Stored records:
-- -- --
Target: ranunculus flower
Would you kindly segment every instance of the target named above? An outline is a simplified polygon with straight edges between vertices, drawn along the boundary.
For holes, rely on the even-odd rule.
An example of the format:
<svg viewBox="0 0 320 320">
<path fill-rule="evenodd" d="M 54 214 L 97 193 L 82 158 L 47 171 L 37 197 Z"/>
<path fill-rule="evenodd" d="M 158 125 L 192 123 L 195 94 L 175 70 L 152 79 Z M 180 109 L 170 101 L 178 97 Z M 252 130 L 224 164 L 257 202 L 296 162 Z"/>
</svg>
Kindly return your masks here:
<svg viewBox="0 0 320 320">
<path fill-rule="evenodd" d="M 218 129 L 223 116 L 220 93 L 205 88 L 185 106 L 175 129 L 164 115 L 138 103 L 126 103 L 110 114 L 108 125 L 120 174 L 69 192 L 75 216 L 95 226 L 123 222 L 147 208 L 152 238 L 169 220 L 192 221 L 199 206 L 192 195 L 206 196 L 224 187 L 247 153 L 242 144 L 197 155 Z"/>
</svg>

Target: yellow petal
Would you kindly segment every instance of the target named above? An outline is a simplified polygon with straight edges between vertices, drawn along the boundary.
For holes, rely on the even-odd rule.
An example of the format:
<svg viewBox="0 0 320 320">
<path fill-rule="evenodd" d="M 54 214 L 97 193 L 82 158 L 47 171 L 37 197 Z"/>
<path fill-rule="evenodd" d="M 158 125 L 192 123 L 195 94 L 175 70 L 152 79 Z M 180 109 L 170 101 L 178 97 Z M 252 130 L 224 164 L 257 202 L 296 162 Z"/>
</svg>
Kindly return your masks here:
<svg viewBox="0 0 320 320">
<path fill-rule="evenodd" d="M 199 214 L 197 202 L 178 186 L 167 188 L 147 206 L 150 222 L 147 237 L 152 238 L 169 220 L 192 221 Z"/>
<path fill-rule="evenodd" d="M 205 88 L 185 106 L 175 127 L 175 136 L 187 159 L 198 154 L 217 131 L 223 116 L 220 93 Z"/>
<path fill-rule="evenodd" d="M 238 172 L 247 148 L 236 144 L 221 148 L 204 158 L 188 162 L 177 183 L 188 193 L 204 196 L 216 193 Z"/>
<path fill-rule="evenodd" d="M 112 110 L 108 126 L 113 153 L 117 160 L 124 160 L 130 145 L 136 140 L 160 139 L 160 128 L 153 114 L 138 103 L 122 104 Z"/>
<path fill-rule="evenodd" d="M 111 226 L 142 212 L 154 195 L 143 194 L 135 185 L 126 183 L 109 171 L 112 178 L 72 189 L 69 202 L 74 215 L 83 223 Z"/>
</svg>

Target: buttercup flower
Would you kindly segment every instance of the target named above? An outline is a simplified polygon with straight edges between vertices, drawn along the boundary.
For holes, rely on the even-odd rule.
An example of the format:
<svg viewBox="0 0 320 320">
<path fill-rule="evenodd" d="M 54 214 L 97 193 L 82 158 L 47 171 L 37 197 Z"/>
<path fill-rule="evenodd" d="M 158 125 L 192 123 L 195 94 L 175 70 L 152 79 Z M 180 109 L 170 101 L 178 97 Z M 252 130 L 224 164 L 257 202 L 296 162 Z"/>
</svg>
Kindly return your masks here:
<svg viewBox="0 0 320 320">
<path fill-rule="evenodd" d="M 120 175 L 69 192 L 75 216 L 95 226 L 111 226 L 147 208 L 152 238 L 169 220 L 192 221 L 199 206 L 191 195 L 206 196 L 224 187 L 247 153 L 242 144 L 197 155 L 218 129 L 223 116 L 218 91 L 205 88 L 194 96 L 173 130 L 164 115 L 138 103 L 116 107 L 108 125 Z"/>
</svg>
-- -- --
TASK ITEM:
Repeat all of the entries above exactly.

REPLY:
Target: ranunculus flower
Would you kindly segment every instance of the target named above? An outline is a simplified polygon with straight edges between vertices, drawn along the boundary.
For holes, rely on the even-odd rule.
An example of the format:
<svg viewBox="0 0 320 320">
<path fill-rule="evenodd" d="M 54 214 L 97 193 L 82 158 L 47 171 L 37 197 Z"/>
<path fill-rule="evenodd" d="M 158 125 L 192 123 L 195 94 L 175 70 L 152 79 Z M 180 109 L 170 101 L 178 97 Z M 252 130 L 224 164 L 257 202 L 296 162 Z"/>
</svg>
Kindly return your masks here:
<svg viewBox="0 0 320 320">
<path fill-rule="evenodd" d="M 218 129 L 223 116 L 220 93 L 205 88 L 185 106 L 175 129 L 164 115 L 138 103 L 126 103 L 110 114 L 108 125 L 120 174 L 69 192 L 75 216 L 95 226 L 123 222 L 147 208 L 152 238 L 169 220 L 192 221 L 199 206 L 192 195 L 206 196 L 224 187 L 247 153 L 242 144 L 197 155 Z"/>
</svg>

Target: yellow petal
Would you kindly segment every instance of the target named above? An outline is a simplified polygon with straight edges between vertices, drawn along the boundary.
For holes, rely on the even-odd rule.
An example of the format:
<svg viewBox="0 0 320 320">
<path fill-rule="evenodd" d="M 54 214 L 97 193 L 82 158 L 47 171 L 37 197 Z"/>
<path fill-rule="evenodd" d="M 158 125 L 192 123 L 195 94 L 175 70 L 152 79 Z M 180 109 L 170 101 L 178 97 Z M 252 130 L 224 164 L 257 202 L 296 162 Z"/>
</svg>
Kindly return your masks here:
<svg viewBox="0 0 320 320">
<path fill-rule="evenodd" d="M 199 214 L 197 202 L 178 186 L 167 188 L 147 206 L 150 222 L 147 237 L 152 238 L 169 220 L 192 221 Z"/>
<path fill-rule="evenodd" d="M 205 88 L 185 106 L 175 127 L 175 136 L 187 159 L 198 154 L 217 131 L 223 116 L 220 93 Z"/>
<path fill-rule="evenodd" d="M 238 172 L 247 148 L 236 144 L 221 148 L 204 158 L 188 162 L 177 183 L 188 193 L 204 196 L 216 193 Z"/>
<path fill-rule="evenodd" d="M 112 110 L 108 126 L 113 153 L 117 160 L 124 160 L 130 145 L 136 140 L 160 139 L 160 128 L 153 114 L 138 103 L 122 104 Z"/>
<path fill-rule="evenodd" d="M 111 226 L 142 212 L 154 195 L 143 194 L 135 185 L 126 183 L 109 171 L 112 178 L 72 189 L 69 202 L 74 215 L 83 223 Z"/>
</svg>

Target: buttercup flower
Would you kindly segment every instance of the target named above? An outline is a simplified polygon with straight edges between vertices, drawn along the boundary.
For holes, rely on the even-odd rule.
An example of the format:
<svg viewBox="0 0 320 320">
<path fill-rule="evenodd" d="M 54 214 L 97 193 L 82 158 L 47 171 L 37 197 Z"/>
<path fill-rule="evenodd" d="M 158 125 L 192 123 L 195 94 L 175 70 L 152 79 Z M 180 109 L 170 101 L 178 97 Z M 252 130 L 224 164 L 257 202 L 296 162 Z"/>
</svg>
Kindly return your masks here:
<svg viewBox="0 0 320 320">
<path fill-rule="evenodd" d="M 120 175 L 69 192 L 75 216 L 95 226 L 111 226 L 147 208 L 152 238 L 169 220 L 192 221 L 199 206 L 191 195 L 206 196 L 224 187 L 247 153 L 242 144 L 197 155 L 218 129 L 223 116 L 218 91 L 205 88 L 194 96 L 173 130 L 164 115 L 138 103 L 116 107 L 108 125 Z"/>
</svg>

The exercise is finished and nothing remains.